= Dataset items =
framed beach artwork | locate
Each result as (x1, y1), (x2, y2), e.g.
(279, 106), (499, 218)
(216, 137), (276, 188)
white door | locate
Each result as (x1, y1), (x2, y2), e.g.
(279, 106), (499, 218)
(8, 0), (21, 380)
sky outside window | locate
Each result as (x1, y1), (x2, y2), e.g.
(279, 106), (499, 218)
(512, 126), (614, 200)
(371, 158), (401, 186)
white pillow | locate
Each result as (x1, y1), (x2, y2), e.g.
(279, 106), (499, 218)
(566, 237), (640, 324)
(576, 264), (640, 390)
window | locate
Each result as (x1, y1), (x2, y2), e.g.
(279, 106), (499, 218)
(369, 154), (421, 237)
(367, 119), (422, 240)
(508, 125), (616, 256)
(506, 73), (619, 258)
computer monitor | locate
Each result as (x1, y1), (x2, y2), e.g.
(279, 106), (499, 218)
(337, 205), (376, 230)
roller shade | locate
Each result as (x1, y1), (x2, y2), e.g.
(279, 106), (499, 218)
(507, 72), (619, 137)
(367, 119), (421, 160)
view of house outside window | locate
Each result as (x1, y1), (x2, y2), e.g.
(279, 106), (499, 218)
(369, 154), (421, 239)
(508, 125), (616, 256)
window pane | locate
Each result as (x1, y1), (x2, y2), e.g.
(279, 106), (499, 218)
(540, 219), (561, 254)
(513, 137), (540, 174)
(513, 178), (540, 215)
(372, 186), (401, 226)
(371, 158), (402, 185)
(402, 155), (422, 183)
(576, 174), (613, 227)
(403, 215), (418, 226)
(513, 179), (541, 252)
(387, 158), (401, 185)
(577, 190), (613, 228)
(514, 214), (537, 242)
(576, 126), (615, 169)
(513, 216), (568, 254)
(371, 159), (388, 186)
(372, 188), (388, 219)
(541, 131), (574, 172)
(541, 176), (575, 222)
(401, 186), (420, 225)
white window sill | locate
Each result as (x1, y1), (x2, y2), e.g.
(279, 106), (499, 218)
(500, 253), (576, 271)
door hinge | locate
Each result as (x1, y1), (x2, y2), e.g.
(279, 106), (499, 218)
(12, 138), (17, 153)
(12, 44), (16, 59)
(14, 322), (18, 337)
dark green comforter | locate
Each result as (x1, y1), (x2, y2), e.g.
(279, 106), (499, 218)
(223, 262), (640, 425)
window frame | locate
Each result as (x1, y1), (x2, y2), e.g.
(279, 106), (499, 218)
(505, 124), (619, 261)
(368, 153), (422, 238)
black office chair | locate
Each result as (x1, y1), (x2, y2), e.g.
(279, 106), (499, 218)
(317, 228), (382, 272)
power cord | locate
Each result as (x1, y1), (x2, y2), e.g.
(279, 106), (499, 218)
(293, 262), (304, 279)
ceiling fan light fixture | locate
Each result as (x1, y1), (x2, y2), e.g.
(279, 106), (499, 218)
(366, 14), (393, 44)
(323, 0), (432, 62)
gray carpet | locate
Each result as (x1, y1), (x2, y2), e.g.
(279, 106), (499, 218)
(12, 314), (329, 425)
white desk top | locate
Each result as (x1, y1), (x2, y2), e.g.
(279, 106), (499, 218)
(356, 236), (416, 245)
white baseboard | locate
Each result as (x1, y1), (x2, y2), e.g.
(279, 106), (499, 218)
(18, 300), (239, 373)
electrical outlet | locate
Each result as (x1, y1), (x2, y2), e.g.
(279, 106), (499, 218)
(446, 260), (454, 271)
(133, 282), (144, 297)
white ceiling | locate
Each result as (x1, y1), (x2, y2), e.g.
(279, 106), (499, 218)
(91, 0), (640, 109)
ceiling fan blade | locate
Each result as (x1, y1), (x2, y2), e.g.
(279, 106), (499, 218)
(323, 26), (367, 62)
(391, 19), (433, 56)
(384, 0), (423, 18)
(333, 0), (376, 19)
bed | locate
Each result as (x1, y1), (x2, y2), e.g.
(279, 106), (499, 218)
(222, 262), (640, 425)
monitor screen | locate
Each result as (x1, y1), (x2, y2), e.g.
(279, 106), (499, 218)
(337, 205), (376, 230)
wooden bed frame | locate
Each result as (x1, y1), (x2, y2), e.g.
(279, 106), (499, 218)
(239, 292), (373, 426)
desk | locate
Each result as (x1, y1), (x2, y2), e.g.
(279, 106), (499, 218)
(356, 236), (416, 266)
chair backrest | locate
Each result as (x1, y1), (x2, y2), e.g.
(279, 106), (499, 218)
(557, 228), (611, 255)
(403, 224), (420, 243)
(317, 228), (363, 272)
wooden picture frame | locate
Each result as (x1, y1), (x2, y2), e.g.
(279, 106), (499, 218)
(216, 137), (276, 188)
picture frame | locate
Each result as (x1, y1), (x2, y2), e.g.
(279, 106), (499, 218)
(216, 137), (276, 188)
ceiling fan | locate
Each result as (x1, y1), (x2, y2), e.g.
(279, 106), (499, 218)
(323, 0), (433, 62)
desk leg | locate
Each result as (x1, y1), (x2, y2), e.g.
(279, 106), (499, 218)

= YOUR INSTRUCTIONS =
Retype every entry exactly.

= SOLUTION TO THIS PROBLEM =
framed beach artwork | locate
Each result as (x1, y1), (x2, y2), e.g.
(279, 106), (499, 218)
(216, 137), (276, 188)
white door | locate
Each result as (x1, y1), (x2, y2), e.g.
(279, 106), (499, 218)
(8, 0), (21, 380)
sky outside window | locate
Each result as (x1, y1), (x2, y2), e.g.
(279, 106), (499, 218)
(512, 126), (614, 200)
(371, 158), (401, 186)
white pillow | locate
Each result as (x1, y1), (x2, y2), e.g.
(279, 106), (499, 218)
(566, 237), (640, 324)
(576, 264), (640, 390)
window | locate
Each result as (x1, y1), (x2, y2), e.g.
(279, 106), (499, 218)
(369, 154), (421, 237)
(367, 119), (422, 240)
(508, 125), (616, 256)
(506, 73), (619, 258)
computer monitor | locate
Each result as (x1, y1), (x2, y2), e.g.
(279, 106), (499, 218)
(337, 205), (376, 230)
roller shade | locate
Each result as (x1, y1), (x2, y2), e.g.
(279, 106), (499, 218)
(507, 72), (619, 137)
(367, 119), (421, 160)
view of house outside window | locate
Each result as (x1, y1), (x2, y2), e.g.
(279, 106), (499, 218)
(369, 154), (421, 239)
(508, 125), (616, 256)
window pane | locate
Each result as (x1, y1), (x2, y2), e.g.
(279, 106), (499, 218)
(540, 219), (561, 254)
(513, 137), (540, 174)
(513, 178), (540, 215)
(372, 186), (401, 226)
(371, 158), (402, 185)
(402, 155), (422, 183)
(576, 174), (613, 227)
(403, 215), (418, 226)
(513, 179), (541, 252)
(387, 158), (401, 185)
(577, 190), (613, 228)
(514, 214), (537, 242)
(576, 126), (615, 169)
(513, 216), (568, 254)
(371, 159), (388, 186)
(372, 188), (388, 219)
(541, 131), (574, 172)
(541, 176), (575, 222)
(401, 186), (420, 225)
white window sill | locate
Each result as (x1, y1), (x2, y2), e.g.
(279, 106), (499, 218)
(500, 253), (576, 271)
door hinge | locate
Each result as (x1, y1), (x2, y2), e.g.
(279, 106), (499, 218)
(12, 138), (17, 153)
(12, 44), (16, 59)
(14, 322), (18, 337)
dark green comforter | locate
Each result as (x1, y1), (x2, y2), e.g.
(279, 106), (499, 218)
(223, 262), (640, 425)
window frame | locate
Each result as (x1, y1), (x2, y2), e.g.
(279, 106), (499, 218)
(505, 124), (619, 261)
(368, 153), (422, 238)
black office chair | locate
Each result as (x1, y1), (x2, y2), e.g.
(279, 106), (499, 218)
(317, 228), (382, 272)
power cord | locate
Each result as (x1, y1), (x2, y2), e.g.
(279, 106), (499, 218)
(293, 262), (304, 279)
ceiling fan light fixture | locate
Each result as (x1, y1), (x2, y2), e.g.
(279, 106), (499, 218)
(366, 14), (393, 44)
(323, 0), (432, 62)
gray carpet | locate
Each result as (x1, y1), (x2, y2), e.g.
(279, 106), (499, 218)
(12, 314), (329, 425)
white desk top | locate
Each result as (x1, y1), (x2, y2), e.g.
(279, 106), (499, 218)
(356, 236), (416, 245)
white baseboard | locate
Each result as (x1, y1), (x2, y2), e.g.
(279, 106), (499, 218)
(18, 300), (239, 373)
electrical outlet | locate
Each result as (x1, y1), (x2, y2), e.g.
(279, 106), (499, 218)
(446, 260), (454, 271)
(133, 282), (144, 297)
white ceiling | locate
Each result as (x1, y1), (x2, y2), e.g.
(279, 106), (499, 218)
(91, 0), (640, 109)
ceiling fan blade | locate
Each result as (x1, y1), (x2, y2), e.g.
(279, 106), (499, 218)
(323, 26), (367, 62)
(391, 19), (433, 56)
(384, 0), (423, 18)
(333, 0), (376, 19)
bed | locate
Each result as (x1, y1), (x2, y2), e.g.
(279, 106), (499, 218)
(222, 262), (640, 425)
monitor screen | locate
Each result as (x1, y1), (x2, y2), e.g.
(279, 106), (499, 218)
(337, 205), (376, 230)
wooden bed frame | locate
Each result as (x1, y1), (x2, y2), e.g.
(279, 106), (499, 218)
(239, 292), (373, 426)
desk | locate
Each result as (x1, y1), (x2, y2), e.g.
(279, 106), (499, 218)
(356, 236), (416, 266)
chair backrest | locate
Each result as (x1, y1), (x2, y2), e.g.
(279, 106), (499, 218)
(557, 228), (611, 255)
(403, 224), (420, 243)
(317, 228), (363, 272)
wooden picture frame | locate
Each result as (x1, y1), (x2, y2), e.g.
(279, 106), (499, 218)
(216, 137), (276, 188)
picture frame | locate
Each result as (x1, y1), (x2, y2), e.g.
(279, 106), (499, 218)
(216, 137), (276, 188)
ceiling fan | locate
Each result as (x1, y1), (x2, y2), e.g.
(279, 106), (499, 218)
(323, 0), (433, 62)
desk leg | locate
Each result as (x1, y1), (x2, y2), e.g.
(279, 106), (499, 218)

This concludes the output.